Problem =>
Starting at the line that contains "Task: Expected behaviour is that every instance of the leaf" and running through the end of the records, write those lines out again with every "Target" swapped for "Label" and nothing else changed.

------ Exercise material ------

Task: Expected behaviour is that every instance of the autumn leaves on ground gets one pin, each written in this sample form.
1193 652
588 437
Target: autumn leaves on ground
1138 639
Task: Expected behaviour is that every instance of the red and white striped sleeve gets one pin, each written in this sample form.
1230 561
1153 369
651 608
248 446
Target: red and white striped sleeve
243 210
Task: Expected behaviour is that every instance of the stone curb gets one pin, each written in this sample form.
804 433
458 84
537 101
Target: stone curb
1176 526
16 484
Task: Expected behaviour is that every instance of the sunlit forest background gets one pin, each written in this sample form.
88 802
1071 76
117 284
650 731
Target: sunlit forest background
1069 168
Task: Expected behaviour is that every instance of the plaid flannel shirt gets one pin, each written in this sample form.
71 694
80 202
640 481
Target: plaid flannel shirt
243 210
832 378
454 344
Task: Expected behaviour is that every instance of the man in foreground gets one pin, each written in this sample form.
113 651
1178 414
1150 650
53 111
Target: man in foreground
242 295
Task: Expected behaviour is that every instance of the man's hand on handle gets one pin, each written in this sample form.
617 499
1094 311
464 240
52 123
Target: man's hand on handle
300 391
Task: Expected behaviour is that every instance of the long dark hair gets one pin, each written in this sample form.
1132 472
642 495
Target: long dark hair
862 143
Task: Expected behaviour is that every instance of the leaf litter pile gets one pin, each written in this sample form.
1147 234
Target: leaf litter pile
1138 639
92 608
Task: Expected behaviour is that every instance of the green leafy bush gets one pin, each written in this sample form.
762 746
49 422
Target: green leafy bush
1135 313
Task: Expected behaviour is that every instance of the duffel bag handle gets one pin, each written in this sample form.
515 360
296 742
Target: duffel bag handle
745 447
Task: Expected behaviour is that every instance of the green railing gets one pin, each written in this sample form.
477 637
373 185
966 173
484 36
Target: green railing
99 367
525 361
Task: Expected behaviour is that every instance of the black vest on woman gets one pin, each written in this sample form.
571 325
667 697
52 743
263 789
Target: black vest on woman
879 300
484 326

------

Task solution =>
Task: Expected behaviour is that every instance of the leaf litter pile gets one pin, each written in this sample form.
1147 234
Label: leaf litter pile
1138 639
92 608
Task: Expected behaviour is that every instance of the green leafy bush gets one pin, each written in this sample form.
762 746
49 422
Label: green leafy bush
1135 313
Task: Expected behaviour is that every instance of the duffel bag handle gets one pin, each written in this sample form.
515 360
296 742
Label: duffel bag handle
745 447
Task: Expected behaviour is that every instance of the green railing gets one pin, each written in this sample form.
477 637
373 185
966 173
484 36
Label: green railing
99 367
525 361
Task: Expected behaviour is that every instance of the black vest on woman gets one pin, each written in this sample form.
571 325
667 697
52 743
263 789
Label: black vest on woman
879 300
484 326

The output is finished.